DIRECTIVE A
Pull out every line in the rows that contains the string "dune". Match case exactly.

READING TEXT

════

Movies   DVD   My Movies 
Search Yahoo! Movies:  
     My Movies Home     My Public Profile     My Lists     My Reviews     My Ratings  
   La La Dolce Vita (1961)
  [ All User Reviews ] Previous   |  7 of 12  |   Next  

Overall Grade: A
Story: A-
Acting: A
Direction: A-
Visuals: A+
Frivolity and Emptiness
by R. Scott (movies profile) Jun 30, 2007
This film is a hollow tragedy that leaves the viewer, together with several of the characters, looking with pity on Marcello. We watch as his frivolity and complete lack of integrity degrade and debase him, until, at the end of the film, he is little more than a shell of a man.
Marcello is an apparently gifted writer that has chosen to wastefully dedicate his talents to the tabloids. He claims that he is writing a novel, but his time and life are lost in a pointless and relentless pursuit for sex. All things in his life are sacrificed to his empty romantic pursuits, which ultimately destroy him. His flattery, which might have once had a sort of youthful wistfulness or charm, wrecks his ambition, his morality, and ultimately leaves him drifting through a nihilistic life dedicated to little more than the superficialities and shenanigans of the wasting upper classes.
In certain brief moments we can see the depth of the character, but the moments of honesty and reflection are only chimerical, always overshadowed by his lust. An interesting revelation strikes Marcello in his time at the home of the Steiners. He looks upon their home as a “sanctuary,” and he listens enraptured to Mr. Steiner’s thoughts about the world facing his children. He is amazed by Mr. Steiner’s thoughts and the depth of his love and concern for his children. Yet, it is apparent that Marcello sees only the thin veneer of safety in the family’s home, not comprehending Mr. Steiner’s obvious torment when Mr. Steiner describes his feelings of belittlement and oblivion to the guests at the party. Furthermore, this is an interesting dichotomy at the party: while most of the guests are obsessed with the flatteries of meaningless poetry, art, and hedonism, Mr. Steiner records the sounds of nature, revealing a passion for reality that is only shared by Emma. However, Emma proves the stronger, attempting to love (albeit fruitlessly) the decaying Marcello, his Mr. Steiner takes the lives of his children and himself in despair. Both, it seems, feel true love and compassion, but while Emma manifests her love in single-minded, even obsessive devotion to a man that refuses to love and respect her, Mr. Steiner becomes lost and sees death as the only escape from a painful and senseless existence.

════

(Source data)

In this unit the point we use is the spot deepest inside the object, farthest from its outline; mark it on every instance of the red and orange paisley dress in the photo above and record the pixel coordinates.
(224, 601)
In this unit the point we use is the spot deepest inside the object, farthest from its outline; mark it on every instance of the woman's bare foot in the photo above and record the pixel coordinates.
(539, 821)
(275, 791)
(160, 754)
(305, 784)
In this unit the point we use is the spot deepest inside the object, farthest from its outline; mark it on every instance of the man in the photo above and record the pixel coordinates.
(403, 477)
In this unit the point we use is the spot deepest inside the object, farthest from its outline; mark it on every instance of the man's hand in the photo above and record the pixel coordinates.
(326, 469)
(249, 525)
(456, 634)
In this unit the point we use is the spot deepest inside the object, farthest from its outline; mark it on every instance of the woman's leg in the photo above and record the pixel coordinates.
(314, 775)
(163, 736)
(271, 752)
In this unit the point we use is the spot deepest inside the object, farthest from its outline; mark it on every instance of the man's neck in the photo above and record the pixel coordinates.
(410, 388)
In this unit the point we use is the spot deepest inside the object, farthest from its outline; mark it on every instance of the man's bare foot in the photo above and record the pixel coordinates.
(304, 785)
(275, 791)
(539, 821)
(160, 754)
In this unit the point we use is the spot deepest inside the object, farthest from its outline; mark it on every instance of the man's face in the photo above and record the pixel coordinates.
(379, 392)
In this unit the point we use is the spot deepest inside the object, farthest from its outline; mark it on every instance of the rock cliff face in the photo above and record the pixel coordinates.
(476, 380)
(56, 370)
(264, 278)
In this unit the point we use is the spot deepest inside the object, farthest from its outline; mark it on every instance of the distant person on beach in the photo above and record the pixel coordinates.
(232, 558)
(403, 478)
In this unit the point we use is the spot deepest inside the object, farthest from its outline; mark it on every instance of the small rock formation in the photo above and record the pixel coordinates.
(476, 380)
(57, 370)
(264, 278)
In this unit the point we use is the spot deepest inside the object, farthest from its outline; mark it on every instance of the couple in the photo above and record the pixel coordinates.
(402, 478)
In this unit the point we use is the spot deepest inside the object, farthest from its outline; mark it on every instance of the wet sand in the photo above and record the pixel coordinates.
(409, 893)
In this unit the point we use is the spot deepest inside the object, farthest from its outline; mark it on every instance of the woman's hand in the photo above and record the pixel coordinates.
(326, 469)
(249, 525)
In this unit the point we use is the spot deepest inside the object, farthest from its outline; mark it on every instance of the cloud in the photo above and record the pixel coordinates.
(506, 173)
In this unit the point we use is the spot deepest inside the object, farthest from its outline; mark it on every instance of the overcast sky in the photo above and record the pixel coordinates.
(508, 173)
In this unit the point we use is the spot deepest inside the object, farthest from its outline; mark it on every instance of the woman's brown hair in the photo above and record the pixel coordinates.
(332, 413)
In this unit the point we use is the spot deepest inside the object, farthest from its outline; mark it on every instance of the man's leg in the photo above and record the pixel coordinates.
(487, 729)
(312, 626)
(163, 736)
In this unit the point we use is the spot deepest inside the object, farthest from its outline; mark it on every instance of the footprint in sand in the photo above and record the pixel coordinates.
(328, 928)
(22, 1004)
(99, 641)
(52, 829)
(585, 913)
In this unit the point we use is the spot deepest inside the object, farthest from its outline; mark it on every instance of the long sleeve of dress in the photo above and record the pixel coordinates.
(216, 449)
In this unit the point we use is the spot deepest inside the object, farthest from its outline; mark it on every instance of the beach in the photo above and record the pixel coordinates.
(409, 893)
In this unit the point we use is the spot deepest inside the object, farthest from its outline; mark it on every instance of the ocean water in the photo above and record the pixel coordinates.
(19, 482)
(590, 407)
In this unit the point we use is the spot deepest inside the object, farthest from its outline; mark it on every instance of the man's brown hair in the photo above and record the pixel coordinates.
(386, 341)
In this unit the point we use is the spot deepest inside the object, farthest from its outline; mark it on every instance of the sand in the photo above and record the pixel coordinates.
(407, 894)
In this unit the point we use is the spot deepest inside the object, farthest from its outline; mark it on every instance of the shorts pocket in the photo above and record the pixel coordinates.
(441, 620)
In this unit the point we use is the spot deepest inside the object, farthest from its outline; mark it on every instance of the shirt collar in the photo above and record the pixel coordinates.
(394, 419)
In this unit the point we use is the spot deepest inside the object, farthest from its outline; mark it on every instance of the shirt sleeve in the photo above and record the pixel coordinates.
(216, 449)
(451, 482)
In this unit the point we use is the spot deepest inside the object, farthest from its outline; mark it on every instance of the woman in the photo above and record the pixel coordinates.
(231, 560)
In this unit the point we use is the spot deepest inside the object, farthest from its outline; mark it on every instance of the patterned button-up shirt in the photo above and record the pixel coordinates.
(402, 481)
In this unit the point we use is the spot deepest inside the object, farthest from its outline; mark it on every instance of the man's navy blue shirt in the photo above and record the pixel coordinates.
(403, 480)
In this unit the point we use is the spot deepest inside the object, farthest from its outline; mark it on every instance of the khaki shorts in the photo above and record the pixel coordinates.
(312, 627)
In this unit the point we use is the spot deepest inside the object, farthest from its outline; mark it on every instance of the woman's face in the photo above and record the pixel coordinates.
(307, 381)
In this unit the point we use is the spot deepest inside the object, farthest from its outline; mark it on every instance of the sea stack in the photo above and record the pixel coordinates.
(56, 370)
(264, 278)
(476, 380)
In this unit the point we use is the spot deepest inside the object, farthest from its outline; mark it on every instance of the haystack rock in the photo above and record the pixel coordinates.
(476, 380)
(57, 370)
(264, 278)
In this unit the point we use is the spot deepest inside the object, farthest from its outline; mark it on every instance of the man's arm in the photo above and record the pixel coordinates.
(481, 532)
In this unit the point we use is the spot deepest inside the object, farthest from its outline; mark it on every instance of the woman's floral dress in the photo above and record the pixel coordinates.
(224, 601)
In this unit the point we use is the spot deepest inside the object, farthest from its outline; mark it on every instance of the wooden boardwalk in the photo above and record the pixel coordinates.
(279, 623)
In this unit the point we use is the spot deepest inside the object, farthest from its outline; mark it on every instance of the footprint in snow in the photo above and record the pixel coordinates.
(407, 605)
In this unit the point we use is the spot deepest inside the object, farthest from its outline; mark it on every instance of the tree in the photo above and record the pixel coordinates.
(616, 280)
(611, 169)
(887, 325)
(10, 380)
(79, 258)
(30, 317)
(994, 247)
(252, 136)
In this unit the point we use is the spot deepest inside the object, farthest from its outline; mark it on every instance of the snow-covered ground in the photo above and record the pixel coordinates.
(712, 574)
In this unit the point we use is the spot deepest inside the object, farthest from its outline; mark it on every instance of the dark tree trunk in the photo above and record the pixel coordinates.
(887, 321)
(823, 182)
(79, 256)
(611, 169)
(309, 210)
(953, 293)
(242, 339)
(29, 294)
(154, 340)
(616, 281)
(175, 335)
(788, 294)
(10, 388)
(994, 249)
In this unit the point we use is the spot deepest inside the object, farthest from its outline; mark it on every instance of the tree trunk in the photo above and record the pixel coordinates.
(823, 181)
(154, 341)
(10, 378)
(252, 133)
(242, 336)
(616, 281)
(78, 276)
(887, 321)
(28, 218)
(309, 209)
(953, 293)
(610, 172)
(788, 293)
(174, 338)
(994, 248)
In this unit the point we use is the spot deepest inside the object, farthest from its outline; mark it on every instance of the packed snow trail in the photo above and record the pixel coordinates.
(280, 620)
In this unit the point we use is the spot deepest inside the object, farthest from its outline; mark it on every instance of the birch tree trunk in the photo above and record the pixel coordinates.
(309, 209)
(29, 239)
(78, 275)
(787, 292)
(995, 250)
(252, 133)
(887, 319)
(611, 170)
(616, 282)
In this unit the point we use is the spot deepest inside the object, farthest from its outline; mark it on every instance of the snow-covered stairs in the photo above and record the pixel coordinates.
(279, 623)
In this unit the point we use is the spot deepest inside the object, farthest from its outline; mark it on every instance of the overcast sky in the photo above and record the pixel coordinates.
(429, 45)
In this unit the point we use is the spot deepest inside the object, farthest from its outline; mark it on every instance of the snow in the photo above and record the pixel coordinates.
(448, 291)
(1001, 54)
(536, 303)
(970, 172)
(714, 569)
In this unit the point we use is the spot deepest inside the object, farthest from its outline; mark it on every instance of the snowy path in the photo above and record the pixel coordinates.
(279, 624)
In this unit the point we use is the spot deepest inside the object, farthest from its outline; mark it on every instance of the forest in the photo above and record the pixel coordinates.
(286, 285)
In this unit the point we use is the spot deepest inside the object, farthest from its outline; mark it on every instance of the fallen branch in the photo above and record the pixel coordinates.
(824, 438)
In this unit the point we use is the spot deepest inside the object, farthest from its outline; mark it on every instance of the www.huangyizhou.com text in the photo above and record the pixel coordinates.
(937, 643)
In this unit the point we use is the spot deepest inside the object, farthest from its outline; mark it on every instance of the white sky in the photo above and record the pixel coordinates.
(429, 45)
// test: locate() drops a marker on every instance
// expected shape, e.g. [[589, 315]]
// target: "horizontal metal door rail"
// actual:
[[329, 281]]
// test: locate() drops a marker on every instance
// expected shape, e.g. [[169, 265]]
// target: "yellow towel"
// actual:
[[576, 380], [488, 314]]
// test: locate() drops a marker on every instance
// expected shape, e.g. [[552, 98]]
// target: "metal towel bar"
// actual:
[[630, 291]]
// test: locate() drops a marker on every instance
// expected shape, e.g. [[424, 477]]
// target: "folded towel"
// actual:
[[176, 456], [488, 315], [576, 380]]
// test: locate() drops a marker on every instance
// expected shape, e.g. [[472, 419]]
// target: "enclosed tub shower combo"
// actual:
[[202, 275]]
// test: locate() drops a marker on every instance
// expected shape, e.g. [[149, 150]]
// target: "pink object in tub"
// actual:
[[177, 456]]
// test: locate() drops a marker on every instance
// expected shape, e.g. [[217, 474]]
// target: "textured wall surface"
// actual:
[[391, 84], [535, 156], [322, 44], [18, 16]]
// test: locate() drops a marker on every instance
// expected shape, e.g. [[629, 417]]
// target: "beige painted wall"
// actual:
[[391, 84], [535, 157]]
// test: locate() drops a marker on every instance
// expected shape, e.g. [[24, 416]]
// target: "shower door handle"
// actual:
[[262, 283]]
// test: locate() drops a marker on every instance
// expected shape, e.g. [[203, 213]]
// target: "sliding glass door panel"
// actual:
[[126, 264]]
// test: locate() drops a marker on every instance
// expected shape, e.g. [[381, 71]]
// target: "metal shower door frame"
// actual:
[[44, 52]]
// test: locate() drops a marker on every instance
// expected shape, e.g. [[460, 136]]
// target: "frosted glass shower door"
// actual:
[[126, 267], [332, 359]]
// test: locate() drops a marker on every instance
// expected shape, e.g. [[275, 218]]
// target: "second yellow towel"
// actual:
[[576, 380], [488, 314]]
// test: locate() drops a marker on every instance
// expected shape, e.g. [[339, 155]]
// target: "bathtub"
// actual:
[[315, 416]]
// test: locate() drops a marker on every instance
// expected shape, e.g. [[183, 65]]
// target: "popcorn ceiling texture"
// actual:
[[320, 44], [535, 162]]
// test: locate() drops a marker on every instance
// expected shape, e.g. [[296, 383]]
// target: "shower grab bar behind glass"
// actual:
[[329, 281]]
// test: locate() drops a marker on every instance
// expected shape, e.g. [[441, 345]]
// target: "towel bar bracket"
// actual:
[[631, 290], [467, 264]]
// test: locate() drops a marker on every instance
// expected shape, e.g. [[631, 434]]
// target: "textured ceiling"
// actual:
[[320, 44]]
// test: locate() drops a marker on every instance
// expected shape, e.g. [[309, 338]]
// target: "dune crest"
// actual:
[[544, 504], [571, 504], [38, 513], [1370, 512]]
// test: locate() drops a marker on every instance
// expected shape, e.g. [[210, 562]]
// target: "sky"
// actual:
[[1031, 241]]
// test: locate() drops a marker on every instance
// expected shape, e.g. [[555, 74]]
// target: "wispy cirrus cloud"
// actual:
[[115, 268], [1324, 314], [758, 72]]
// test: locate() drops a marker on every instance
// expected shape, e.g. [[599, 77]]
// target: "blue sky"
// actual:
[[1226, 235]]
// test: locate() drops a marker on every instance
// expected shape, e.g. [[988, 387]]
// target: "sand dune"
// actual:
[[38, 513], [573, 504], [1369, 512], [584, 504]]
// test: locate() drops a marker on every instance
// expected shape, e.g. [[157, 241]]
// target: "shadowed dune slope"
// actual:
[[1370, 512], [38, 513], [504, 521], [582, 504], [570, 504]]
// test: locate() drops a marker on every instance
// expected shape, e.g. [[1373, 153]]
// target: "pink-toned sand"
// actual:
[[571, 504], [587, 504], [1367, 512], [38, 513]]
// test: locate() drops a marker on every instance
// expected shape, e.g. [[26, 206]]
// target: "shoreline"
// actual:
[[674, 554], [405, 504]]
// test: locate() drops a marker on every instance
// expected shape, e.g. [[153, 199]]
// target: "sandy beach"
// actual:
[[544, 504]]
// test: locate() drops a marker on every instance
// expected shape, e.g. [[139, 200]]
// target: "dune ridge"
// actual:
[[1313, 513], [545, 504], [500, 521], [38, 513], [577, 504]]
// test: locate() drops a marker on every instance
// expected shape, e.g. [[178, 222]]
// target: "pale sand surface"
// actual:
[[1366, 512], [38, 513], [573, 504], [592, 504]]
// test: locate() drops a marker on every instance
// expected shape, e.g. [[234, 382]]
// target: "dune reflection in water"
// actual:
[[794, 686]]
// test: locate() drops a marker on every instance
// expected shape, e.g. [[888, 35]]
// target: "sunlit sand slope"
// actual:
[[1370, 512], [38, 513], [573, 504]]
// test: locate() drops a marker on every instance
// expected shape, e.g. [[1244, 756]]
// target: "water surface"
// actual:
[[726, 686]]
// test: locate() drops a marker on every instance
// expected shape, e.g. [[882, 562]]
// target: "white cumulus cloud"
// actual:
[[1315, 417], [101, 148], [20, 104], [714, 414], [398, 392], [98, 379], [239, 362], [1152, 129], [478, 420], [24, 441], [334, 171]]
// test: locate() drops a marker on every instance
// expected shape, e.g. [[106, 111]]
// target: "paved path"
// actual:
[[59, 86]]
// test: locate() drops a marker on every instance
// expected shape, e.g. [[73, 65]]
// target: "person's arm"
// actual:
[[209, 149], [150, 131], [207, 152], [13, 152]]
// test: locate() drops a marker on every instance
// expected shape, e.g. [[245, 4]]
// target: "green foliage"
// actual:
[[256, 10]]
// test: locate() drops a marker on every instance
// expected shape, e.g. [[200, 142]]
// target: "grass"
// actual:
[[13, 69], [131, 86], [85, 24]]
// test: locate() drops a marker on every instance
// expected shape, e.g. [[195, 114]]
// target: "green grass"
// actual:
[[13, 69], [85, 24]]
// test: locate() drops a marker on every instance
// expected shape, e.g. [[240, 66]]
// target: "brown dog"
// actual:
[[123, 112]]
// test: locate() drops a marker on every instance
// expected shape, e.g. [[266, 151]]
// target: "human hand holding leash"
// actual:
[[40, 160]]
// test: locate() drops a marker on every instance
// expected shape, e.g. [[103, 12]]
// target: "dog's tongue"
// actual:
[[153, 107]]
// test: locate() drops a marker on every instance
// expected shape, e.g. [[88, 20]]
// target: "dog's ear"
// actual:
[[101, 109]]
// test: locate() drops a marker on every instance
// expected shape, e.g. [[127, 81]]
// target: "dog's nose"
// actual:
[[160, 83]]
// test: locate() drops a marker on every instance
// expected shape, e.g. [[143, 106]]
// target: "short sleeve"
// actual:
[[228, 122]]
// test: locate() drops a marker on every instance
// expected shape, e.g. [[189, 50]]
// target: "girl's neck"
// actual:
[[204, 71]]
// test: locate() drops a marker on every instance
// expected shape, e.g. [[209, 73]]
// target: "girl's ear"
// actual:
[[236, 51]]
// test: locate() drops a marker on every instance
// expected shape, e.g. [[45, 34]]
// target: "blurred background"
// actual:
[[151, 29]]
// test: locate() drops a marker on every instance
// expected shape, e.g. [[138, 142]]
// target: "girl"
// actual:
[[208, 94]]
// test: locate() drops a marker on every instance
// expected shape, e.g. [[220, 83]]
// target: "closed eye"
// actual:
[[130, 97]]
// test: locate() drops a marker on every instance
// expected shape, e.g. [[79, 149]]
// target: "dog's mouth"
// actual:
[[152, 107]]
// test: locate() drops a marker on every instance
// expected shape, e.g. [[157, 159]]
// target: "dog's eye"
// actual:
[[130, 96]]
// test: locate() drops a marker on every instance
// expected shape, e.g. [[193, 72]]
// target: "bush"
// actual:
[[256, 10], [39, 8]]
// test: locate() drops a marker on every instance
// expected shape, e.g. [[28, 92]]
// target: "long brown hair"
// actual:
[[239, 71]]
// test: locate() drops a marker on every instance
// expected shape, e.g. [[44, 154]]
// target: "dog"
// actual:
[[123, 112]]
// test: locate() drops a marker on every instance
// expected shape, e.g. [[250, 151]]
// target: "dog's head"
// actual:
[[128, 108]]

════

DIRECTIVE B
Condense the paragraph of the movie review beginning "Marcello is an apparently gifted writer" into a short bulleted list that keeps its main points.

RESULT A
// target: "dune crest"
// target: "sand dune"
// target: "shadowed dune slope"
// target: "dune ridge"
// target: "dune reflection in water"

RESULT B
- Marcello is a seemingly talented writer who wastes his gifts on tabloid work.
- He claims to be writing a novel, but his time and life go to an endless, pointless chase for sex.
- He sacrifices everything to these empty romantic pursuits, and they finally destroy him.
- His flattery, which may once have had youthful charm, wrecks his ambition and his morality.
- He ends up drifting through a nihilistic life devoted to the shallow antics of the wasteful upper classes.